▶ **SUPPLIED DATA**
◇ ◇ ◇

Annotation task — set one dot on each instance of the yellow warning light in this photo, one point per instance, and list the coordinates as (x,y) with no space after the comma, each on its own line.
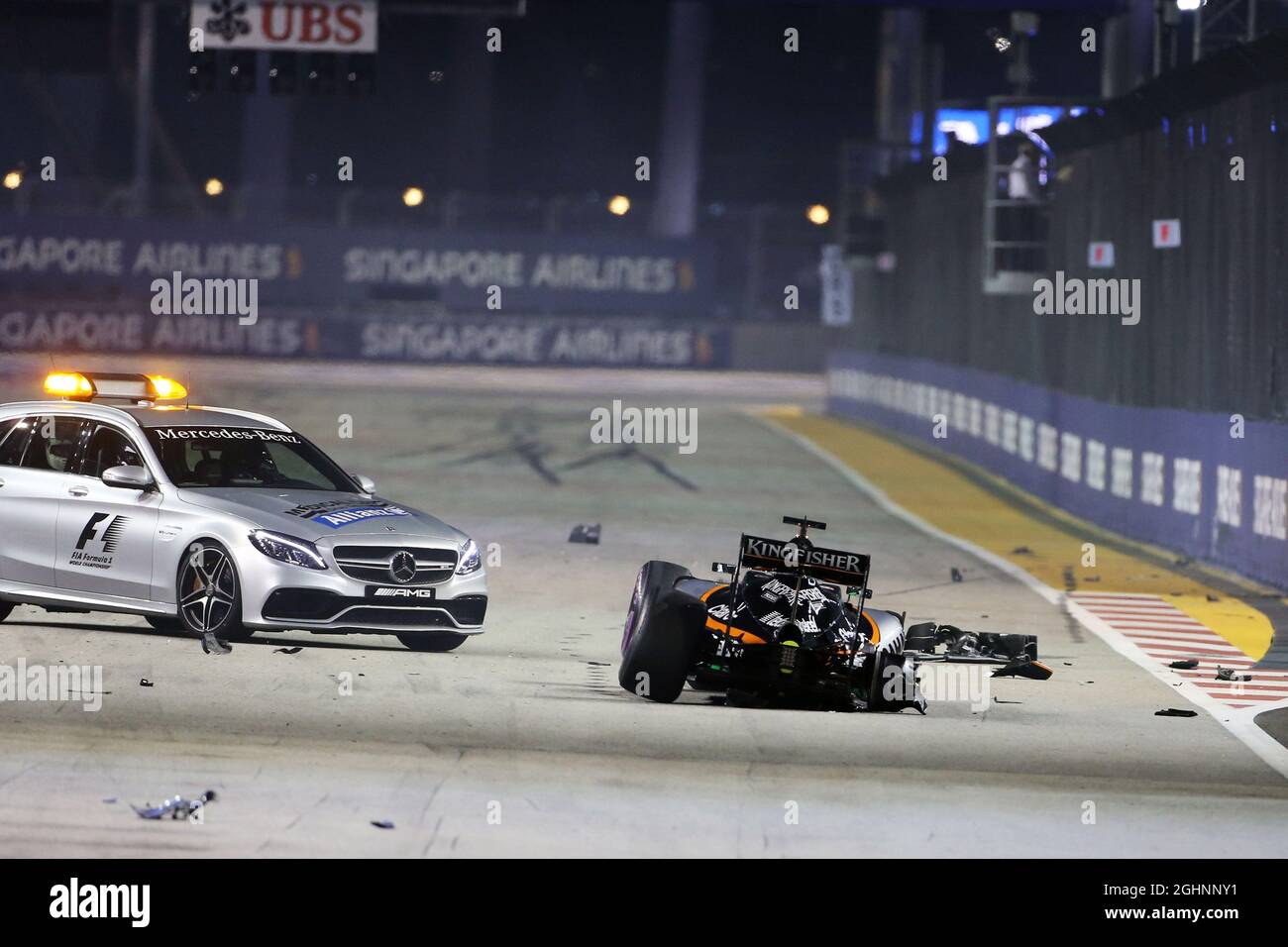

◇ ◇ ◇

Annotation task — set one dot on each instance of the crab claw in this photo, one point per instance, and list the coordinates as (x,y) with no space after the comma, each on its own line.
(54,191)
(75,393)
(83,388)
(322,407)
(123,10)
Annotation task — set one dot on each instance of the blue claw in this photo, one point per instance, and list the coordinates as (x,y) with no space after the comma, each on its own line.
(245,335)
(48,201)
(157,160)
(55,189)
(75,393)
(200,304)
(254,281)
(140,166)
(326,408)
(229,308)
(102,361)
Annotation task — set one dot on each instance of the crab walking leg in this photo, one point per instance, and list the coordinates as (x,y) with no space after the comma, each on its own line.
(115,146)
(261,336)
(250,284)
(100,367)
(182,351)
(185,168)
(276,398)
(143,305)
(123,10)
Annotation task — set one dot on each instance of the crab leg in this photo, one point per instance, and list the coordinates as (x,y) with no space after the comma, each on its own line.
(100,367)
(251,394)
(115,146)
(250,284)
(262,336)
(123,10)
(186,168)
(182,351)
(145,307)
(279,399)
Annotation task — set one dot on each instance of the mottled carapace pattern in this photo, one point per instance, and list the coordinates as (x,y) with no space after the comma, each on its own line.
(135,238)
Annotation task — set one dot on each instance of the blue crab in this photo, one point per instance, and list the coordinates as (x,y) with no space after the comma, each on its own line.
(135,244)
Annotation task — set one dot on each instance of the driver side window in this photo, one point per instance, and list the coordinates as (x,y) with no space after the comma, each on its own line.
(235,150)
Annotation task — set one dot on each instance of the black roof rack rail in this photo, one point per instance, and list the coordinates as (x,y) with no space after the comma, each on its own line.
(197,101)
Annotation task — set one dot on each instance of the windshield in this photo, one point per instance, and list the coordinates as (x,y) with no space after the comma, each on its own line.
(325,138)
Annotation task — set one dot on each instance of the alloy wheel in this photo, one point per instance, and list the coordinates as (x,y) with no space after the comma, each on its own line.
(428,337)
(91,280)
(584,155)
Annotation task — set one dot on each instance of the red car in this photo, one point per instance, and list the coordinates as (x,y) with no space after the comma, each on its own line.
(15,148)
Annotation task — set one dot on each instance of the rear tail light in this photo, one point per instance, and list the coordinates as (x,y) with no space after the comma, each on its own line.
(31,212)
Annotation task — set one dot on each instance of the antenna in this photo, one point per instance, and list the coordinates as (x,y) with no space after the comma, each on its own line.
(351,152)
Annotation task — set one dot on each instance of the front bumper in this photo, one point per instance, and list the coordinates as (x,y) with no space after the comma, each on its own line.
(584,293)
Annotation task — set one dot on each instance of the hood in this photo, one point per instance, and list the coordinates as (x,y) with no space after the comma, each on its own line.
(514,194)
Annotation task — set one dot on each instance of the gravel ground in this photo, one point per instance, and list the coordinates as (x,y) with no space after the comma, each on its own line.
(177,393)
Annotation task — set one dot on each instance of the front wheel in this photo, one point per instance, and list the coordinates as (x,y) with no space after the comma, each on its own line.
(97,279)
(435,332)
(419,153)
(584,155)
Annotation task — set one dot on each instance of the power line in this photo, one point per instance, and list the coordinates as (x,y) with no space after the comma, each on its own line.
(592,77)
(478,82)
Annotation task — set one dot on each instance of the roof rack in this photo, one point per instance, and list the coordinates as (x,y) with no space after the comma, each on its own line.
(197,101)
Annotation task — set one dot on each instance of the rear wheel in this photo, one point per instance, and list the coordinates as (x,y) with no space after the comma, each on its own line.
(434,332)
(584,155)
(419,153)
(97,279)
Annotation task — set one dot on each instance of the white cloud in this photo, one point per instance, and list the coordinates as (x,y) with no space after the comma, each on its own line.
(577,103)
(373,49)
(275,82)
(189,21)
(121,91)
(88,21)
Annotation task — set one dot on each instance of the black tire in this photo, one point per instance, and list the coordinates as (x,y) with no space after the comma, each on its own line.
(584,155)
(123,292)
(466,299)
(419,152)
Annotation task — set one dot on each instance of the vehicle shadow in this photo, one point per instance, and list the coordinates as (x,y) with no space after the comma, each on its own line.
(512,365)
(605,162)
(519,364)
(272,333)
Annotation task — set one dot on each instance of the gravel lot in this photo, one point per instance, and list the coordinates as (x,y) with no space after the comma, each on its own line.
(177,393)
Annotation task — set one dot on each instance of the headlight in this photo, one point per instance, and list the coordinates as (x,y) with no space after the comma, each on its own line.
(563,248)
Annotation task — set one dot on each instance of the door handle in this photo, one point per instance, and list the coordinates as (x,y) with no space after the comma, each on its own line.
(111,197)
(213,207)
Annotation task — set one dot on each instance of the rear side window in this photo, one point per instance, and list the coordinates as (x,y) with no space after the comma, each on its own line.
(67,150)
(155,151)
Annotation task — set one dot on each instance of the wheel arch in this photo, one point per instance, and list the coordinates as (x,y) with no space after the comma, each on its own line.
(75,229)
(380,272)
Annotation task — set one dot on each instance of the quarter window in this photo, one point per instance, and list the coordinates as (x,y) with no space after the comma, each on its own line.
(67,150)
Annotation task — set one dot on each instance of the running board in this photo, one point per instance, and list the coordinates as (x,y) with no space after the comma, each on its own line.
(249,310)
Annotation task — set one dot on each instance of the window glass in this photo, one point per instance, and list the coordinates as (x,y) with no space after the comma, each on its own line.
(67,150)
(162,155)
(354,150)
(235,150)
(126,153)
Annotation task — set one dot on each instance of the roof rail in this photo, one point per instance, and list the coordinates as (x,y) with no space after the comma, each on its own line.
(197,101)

◇ ◇ ◇

▶ **WORK TO DO**
Copy out every row above that contains the string "running". Matching is case-sensitive.

▶ **EXERCISE RESULT**
Annotation task — set one dot on each instance of the running board in this photo, one point per instance, and list the coordinates as (x,y) with no space after the comma, each on its own line.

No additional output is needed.